_Text segment:_
++++++
Model Context Protocol MCP for technical writers
It’s November 2025 and I just came back from this year’s tcworld conference. Pretty much a year ago in November 2024 Anthropic introduced an open-source standard, the Model Context Protocol MCP. It allows connecting apps and servers to generative AI such as ChatGPT, Claude or Gemini.
Technology moves fast these days; generative AI moves lightning fast. And a year was enough for developers in all domains to develop thousands of MCP applications. When I first heard about MCP servers earlier this year, I immediately had to try some of Anthropic’s reference implementations. Seeing the LLM doing actual work on my laptop was eye opening.
Half a year later at tcworld, I had the opportunity to share that experience and present some MCP servers that might be helpful for technical writers. While the use cases that I picked are not going to cut anyone’s workload in half, they illustrate what generative AI is capable of if combined with MCP servers. After the talk, I was approached multiple times about MCP and had some interesting discussions about opportunities and risks of this new technology. That’s why I thought it might be a good idea to share some use cases here on our blog. If you haven’t heard about MCP servers, the following videos might give you an idea about what’s possible.
Manipulating folders
The following video illustrates how to set up a folder structure for a docs-as-code project. The folder structure reflects the product families with product variants. I’m using Claude Desktop with Anthropic’s filesystem MCP server. When using an MCP server the first time, you will be asked to grant access to the MCP server and its tools. I had allowed it previously, so in the video we don’t see that.
Reading PDFs
But MCP servers can do way more than creating folders. In this video I am using the pdf-reader-mcp in combination with the filesystem MCP server to work with PDFs. You will see that Claude Desktop is deciding which MCP server to use for which task.
++++++
_Input data:_

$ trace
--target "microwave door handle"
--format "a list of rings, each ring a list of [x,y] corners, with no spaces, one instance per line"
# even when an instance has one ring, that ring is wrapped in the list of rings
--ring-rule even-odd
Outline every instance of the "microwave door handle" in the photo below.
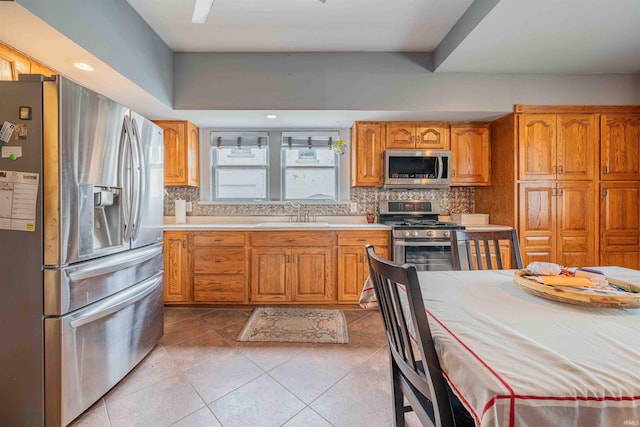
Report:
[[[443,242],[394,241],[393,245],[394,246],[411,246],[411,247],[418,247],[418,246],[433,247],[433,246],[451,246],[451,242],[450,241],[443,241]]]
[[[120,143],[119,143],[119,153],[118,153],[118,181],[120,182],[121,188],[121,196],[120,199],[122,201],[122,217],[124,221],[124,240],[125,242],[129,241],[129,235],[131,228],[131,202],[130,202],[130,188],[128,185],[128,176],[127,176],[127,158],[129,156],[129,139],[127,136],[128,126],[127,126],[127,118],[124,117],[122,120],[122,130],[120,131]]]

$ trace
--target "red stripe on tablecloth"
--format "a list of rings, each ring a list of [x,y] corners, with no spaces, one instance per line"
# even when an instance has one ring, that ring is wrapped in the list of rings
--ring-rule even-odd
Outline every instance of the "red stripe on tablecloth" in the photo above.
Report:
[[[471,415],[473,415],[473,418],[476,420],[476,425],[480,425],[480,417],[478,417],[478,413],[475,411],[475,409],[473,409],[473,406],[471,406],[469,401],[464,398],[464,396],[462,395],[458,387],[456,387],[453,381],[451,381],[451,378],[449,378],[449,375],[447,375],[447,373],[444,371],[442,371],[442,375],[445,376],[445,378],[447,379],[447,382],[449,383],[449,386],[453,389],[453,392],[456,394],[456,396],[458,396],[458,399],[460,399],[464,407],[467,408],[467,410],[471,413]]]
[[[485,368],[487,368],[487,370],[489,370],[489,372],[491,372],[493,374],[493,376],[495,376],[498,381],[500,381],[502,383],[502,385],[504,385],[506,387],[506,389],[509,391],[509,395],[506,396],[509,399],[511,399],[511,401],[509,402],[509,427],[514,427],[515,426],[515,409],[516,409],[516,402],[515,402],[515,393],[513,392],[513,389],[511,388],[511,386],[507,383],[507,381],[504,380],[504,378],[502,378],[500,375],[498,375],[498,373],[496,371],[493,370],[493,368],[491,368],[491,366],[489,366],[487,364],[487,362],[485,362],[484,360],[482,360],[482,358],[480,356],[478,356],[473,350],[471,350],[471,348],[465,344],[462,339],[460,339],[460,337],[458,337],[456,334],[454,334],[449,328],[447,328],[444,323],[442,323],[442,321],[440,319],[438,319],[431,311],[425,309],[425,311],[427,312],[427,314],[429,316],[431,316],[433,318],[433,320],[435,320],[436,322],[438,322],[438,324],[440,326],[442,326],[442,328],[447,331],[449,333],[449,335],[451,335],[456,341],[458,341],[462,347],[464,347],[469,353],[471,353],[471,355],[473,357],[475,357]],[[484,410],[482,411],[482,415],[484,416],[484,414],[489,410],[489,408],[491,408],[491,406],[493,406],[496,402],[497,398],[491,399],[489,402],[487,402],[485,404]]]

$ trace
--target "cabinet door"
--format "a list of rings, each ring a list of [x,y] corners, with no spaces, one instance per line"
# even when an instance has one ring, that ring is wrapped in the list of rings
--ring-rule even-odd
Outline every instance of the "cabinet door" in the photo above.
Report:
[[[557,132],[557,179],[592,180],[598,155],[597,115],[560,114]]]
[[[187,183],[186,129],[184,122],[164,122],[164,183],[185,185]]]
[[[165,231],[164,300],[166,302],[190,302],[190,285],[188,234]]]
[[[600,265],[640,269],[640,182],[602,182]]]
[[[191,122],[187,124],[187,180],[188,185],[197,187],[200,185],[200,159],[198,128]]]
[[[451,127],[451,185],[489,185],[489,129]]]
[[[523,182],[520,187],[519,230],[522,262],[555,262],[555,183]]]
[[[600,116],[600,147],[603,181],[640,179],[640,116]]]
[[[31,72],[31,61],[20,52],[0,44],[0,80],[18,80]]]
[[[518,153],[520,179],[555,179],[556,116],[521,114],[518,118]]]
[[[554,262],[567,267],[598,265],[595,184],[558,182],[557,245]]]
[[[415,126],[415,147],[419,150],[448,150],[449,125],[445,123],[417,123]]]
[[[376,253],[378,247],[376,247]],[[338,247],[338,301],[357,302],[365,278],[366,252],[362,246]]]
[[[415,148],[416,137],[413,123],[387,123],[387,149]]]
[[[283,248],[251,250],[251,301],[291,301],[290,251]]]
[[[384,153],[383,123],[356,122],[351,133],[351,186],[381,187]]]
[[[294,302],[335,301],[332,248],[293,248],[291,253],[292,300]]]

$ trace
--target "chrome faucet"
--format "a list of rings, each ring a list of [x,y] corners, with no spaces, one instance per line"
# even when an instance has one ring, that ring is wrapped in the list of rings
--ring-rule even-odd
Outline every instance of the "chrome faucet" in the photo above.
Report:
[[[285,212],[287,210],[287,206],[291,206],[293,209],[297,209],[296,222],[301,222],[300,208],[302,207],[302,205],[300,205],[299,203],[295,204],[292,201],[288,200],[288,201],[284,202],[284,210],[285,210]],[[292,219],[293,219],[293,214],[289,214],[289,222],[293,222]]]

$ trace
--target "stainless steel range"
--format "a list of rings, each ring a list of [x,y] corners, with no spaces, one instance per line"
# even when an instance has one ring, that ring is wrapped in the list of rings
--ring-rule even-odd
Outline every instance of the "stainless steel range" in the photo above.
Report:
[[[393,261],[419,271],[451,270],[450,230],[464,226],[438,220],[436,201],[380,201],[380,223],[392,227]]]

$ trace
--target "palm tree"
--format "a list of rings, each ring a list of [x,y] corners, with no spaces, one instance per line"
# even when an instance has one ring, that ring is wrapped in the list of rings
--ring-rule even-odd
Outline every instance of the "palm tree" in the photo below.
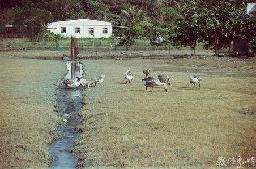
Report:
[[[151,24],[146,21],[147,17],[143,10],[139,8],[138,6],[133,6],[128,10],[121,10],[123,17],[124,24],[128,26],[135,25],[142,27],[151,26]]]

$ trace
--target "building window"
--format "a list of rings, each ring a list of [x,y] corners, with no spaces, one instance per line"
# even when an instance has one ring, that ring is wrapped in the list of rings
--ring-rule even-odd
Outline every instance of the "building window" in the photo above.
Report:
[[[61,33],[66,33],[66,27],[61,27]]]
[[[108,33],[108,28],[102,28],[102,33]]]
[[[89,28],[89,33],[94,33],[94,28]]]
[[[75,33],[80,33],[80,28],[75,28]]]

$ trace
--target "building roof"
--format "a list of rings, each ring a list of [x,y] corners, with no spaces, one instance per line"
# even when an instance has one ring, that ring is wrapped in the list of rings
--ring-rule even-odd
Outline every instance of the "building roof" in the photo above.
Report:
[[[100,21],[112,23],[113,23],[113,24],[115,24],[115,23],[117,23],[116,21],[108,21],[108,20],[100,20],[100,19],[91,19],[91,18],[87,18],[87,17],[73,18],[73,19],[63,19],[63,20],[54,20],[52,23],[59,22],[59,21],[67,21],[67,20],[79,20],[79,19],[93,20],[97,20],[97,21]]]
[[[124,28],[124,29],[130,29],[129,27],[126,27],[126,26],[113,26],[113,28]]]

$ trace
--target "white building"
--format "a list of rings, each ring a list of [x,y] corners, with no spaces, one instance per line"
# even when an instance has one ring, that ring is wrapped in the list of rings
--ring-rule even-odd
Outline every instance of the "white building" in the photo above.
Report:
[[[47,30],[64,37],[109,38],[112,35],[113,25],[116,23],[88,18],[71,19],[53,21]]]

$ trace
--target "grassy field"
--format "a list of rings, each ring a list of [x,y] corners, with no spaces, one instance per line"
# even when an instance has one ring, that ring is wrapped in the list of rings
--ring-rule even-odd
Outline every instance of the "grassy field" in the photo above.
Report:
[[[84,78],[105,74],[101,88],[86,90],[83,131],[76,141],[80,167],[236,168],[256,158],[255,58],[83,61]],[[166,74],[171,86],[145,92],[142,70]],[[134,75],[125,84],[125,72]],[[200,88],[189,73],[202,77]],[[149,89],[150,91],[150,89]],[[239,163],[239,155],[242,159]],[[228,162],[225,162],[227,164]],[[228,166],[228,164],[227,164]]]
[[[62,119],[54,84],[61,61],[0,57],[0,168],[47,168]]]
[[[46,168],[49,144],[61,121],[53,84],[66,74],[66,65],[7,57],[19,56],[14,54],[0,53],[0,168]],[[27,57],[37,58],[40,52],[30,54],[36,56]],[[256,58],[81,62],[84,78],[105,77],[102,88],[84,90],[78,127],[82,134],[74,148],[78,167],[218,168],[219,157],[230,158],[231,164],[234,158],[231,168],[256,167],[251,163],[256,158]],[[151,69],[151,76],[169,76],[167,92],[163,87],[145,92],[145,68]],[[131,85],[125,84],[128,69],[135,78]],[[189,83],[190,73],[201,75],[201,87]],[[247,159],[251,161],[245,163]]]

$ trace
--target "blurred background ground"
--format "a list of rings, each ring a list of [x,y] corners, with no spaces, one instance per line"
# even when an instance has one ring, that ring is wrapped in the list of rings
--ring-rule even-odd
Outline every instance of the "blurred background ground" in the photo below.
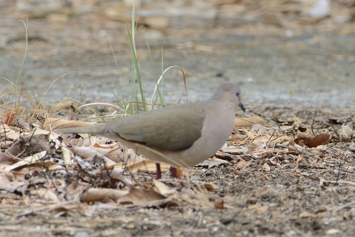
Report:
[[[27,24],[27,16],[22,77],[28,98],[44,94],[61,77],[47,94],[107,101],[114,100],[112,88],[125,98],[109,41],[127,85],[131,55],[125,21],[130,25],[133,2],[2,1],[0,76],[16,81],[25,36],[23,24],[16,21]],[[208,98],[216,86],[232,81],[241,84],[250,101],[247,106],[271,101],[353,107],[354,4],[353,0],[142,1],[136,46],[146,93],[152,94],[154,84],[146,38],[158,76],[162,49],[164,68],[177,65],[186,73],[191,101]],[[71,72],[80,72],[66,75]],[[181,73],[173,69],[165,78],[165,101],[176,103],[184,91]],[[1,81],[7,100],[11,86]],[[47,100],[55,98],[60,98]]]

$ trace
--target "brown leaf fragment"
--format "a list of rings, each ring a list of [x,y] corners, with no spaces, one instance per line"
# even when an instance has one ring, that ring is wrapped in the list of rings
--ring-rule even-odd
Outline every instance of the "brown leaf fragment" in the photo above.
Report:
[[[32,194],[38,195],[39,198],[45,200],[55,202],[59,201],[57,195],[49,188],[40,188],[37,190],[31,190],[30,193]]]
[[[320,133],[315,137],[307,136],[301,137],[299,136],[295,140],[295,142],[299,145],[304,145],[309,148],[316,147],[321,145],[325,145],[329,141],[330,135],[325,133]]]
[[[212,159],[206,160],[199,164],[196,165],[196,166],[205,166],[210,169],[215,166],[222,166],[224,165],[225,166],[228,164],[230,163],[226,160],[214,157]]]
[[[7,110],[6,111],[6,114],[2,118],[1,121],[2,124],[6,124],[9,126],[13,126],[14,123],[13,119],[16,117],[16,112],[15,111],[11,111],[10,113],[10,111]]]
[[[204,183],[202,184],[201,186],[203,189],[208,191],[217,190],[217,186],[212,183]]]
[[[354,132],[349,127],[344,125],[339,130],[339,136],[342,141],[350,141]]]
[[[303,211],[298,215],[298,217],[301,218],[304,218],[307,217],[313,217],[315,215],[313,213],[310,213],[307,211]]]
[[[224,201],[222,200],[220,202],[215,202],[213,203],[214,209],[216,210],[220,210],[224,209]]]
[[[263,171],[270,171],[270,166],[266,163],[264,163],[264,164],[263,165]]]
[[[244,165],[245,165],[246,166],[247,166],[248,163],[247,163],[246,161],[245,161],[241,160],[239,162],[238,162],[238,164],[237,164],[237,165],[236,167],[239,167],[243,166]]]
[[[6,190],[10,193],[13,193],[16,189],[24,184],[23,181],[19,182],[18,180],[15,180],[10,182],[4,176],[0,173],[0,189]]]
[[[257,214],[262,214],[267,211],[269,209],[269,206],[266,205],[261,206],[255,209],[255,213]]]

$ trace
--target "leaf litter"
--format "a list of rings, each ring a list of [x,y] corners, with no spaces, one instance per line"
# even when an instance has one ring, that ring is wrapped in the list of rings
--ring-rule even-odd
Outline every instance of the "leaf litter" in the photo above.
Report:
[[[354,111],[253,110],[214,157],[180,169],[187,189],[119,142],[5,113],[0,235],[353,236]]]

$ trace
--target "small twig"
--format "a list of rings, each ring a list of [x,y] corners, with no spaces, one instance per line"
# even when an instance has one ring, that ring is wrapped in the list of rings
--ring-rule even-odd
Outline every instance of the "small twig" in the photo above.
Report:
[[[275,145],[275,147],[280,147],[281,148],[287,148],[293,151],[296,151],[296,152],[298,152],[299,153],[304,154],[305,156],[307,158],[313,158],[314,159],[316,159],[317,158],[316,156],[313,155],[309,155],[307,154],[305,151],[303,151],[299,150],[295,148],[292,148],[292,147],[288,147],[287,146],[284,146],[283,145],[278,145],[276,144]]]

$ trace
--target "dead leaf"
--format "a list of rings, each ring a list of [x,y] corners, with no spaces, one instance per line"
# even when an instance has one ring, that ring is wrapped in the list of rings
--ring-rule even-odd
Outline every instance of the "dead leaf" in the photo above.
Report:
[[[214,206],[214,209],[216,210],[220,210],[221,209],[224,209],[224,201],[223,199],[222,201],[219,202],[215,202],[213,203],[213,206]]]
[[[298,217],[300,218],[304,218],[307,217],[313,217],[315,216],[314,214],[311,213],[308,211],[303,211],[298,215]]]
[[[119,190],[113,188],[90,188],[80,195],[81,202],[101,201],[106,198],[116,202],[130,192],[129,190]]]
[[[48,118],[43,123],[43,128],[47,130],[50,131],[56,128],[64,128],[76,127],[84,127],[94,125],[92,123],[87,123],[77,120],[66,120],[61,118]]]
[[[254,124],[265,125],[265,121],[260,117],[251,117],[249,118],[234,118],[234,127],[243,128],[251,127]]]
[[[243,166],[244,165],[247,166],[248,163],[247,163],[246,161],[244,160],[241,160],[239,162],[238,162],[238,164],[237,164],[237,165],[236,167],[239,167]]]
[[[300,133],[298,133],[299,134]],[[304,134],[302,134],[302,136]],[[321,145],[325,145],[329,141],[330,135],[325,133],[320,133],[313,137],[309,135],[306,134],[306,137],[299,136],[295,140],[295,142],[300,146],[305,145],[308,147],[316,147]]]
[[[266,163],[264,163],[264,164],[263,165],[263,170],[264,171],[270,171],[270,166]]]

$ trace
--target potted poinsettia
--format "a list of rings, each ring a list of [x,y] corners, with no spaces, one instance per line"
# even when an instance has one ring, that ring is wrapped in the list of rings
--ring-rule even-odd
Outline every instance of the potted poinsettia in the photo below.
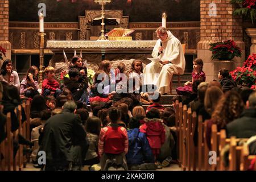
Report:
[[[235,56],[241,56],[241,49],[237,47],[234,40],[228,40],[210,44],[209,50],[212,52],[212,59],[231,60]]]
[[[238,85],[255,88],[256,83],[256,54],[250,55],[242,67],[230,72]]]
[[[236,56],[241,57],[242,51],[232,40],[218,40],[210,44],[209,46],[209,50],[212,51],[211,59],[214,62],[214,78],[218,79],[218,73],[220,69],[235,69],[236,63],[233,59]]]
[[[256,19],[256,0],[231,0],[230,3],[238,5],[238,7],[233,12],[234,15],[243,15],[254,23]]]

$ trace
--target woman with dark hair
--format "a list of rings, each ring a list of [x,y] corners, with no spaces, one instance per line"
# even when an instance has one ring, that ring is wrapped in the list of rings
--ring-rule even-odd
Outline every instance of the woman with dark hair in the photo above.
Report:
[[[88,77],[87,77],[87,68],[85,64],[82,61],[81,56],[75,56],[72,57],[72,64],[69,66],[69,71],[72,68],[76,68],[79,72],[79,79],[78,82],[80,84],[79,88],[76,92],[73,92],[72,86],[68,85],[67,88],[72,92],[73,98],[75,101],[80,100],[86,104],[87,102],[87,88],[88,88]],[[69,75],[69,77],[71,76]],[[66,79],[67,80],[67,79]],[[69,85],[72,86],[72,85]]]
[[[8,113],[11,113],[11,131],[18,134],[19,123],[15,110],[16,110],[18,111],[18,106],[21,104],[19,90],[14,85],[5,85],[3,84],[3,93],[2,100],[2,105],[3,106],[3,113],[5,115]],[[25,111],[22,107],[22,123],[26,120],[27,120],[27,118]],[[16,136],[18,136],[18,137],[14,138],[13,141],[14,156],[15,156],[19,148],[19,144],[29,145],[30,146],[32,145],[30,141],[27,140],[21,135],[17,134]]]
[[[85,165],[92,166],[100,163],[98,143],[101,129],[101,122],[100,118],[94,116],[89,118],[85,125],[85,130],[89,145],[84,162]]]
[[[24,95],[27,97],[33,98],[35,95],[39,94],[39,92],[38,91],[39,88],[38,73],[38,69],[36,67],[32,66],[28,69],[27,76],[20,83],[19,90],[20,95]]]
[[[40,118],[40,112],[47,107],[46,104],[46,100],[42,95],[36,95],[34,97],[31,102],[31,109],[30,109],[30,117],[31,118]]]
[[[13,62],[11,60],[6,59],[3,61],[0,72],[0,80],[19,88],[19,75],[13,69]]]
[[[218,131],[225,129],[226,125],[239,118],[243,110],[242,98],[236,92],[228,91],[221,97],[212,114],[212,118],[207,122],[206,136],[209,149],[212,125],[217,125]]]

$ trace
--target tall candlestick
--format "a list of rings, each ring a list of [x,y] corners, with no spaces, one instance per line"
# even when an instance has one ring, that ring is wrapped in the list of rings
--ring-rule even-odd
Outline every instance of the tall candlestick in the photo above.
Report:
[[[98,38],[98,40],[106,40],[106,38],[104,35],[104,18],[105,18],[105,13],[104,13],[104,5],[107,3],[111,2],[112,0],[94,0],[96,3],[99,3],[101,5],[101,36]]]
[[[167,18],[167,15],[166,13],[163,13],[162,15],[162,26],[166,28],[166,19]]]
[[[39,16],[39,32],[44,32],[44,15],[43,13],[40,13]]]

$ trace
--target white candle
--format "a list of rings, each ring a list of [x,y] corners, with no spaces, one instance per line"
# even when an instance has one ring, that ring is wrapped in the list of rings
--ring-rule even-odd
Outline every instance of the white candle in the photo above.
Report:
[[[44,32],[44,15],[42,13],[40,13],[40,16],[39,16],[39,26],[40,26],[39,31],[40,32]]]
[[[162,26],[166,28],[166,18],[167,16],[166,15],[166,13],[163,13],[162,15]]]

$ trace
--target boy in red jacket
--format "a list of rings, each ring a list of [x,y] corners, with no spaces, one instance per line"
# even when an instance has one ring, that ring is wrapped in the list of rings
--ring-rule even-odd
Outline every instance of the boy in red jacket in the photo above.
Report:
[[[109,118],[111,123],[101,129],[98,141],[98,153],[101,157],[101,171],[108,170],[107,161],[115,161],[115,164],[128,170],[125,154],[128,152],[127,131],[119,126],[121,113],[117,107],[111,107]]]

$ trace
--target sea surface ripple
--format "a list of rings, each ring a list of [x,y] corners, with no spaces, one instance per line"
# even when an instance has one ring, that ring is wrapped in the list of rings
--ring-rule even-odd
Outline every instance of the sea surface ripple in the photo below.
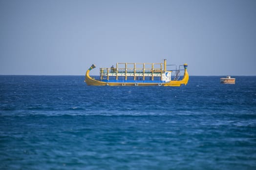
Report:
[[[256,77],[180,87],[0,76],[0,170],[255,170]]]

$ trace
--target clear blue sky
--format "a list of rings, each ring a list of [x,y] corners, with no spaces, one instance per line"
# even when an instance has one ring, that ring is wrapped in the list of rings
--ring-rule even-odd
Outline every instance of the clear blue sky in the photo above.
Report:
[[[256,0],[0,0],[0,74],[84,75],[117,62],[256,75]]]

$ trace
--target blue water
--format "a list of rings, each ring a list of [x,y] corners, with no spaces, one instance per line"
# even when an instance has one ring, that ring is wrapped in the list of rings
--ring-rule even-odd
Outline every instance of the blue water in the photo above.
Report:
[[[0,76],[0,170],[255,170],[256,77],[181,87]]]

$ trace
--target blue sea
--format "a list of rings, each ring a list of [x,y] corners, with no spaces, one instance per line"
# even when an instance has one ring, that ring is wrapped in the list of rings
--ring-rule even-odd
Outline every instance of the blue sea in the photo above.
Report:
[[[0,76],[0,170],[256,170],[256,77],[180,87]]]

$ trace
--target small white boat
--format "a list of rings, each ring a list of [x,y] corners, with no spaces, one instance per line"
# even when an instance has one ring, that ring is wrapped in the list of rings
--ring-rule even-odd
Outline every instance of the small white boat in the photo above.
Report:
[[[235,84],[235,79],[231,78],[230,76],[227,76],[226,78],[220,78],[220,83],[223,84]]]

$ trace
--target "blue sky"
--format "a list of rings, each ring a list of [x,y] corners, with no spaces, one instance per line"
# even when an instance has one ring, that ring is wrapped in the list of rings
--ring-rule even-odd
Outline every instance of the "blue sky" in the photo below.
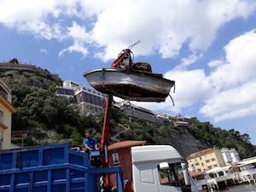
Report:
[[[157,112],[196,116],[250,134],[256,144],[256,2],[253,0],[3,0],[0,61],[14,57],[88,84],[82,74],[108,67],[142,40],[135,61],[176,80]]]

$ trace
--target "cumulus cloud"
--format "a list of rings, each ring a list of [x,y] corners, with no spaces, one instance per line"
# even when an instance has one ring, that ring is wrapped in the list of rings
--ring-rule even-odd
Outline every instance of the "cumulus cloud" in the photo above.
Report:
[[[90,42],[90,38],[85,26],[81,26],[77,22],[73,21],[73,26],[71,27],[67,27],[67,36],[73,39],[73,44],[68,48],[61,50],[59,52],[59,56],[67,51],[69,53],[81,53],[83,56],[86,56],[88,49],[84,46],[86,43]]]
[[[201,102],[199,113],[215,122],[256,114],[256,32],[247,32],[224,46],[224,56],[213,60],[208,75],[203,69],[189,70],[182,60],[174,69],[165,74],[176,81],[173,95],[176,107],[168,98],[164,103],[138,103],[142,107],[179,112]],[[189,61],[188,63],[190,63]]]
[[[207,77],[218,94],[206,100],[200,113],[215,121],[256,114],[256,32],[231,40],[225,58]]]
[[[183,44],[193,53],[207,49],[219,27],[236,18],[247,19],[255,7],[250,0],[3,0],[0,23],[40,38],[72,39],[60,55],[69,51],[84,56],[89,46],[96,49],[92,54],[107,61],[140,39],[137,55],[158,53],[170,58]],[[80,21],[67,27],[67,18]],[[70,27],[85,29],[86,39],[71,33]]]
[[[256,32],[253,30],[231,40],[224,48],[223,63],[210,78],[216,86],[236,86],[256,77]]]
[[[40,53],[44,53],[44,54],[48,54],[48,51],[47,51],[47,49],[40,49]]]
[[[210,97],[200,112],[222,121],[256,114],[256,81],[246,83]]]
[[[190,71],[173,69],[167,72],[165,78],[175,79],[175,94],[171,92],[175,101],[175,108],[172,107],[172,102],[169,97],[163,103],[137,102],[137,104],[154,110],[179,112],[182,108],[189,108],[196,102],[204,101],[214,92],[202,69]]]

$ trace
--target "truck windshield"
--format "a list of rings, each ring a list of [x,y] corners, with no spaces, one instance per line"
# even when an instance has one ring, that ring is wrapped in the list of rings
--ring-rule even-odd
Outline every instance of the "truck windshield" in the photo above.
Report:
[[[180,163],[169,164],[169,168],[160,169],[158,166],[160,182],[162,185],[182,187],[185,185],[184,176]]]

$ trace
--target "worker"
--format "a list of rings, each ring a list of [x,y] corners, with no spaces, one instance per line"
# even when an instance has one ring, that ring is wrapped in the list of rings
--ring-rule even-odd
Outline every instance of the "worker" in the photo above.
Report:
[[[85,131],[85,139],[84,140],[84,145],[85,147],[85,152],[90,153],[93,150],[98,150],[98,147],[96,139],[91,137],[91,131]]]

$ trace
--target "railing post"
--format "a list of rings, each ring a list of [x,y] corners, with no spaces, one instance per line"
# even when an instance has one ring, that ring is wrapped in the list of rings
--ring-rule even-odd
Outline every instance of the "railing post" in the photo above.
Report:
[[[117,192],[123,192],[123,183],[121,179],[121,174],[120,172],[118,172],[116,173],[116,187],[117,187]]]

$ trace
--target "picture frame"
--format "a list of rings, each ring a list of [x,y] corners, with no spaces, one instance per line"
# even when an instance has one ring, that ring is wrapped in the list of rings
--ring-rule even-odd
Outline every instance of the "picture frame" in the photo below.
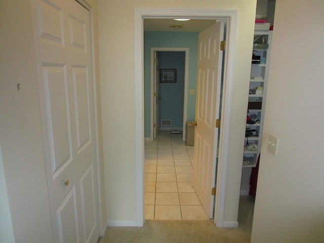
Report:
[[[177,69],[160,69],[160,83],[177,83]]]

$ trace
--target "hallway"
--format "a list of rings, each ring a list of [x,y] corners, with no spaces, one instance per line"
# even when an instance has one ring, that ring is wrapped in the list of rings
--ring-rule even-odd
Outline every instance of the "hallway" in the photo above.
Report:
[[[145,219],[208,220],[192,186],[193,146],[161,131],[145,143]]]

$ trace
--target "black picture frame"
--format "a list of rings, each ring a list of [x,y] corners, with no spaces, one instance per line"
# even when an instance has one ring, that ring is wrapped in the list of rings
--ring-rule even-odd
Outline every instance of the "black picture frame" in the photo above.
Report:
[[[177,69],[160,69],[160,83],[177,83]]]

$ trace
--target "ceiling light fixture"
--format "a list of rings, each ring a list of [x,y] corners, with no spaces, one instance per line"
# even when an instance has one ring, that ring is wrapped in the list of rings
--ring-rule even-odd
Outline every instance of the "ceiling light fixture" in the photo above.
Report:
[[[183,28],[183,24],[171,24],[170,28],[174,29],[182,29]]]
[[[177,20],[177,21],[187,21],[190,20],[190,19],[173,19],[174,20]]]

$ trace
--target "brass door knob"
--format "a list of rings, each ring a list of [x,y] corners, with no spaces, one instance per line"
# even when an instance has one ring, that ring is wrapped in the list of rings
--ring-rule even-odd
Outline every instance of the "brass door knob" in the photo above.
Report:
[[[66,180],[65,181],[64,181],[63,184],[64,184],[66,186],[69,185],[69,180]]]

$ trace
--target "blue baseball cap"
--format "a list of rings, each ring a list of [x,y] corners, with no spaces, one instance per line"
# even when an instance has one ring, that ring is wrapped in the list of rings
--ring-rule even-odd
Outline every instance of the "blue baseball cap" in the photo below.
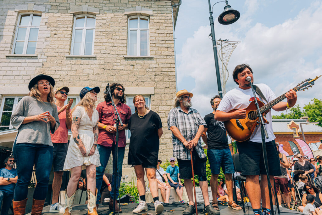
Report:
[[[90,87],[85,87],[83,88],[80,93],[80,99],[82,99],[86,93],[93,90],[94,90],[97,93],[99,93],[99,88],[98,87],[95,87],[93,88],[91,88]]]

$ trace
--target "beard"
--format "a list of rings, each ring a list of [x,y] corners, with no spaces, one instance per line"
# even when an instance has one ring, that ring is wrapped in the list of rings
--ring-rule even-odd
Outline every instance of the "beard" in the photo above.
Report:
++++++
_Work instruction 1:_
Answer these questions about the post on MCP for technical writers:
(a) When did Anthropic introduce the Model Context Protocol?
(b) Which MCP server does the author use with Claude Desktop to set up the docs-as-code folder structure?
(c) Which MCP server is paired with the filesystem MCP server to work with PDFs?
_Work instruction 2:_ Extend the post on MCP for technical writers, starting after its final sentence.
The data is not used in any of this.

_Task response 1:_
(a) November 2024.
(b) Anthropic's filesystem MCP server.
(c) The pdf-reader-mcp.

_Task response 2:_
Creating DITA content
MCP servers can be used with different LLM providers and different clients. Now we are going to use the same MCP servers as before but with ChatGPT within Oxygen XML Editor and the AI Positron Assistant. We will see that ChatGPT requires slightly different prompting than Claude. And we will also see that your token limit can never be too high.
Manipulating 3D models
But MCP servers can also automate software. In the following video we will see how blender-mcp manipulates a 3D object. The MCP server requires a Blender plugin to connect. Also, having a high-quality model with good naming of its parts helps the LLM work with the model. In the video, you will see an industrial robot from KUKA available on blendswap.
I hope you got an impression of what you can do with MCP servers. And with thousands of MCP servers available, that was only a fraction of all the possibilities. Apart from the tools that we saw in the videos, MCP servers can also provide additional resources and standardized prompts. And while the non-deterministic nature still requires a human in the loop, generative AI and large language models are getting more and more ready for production.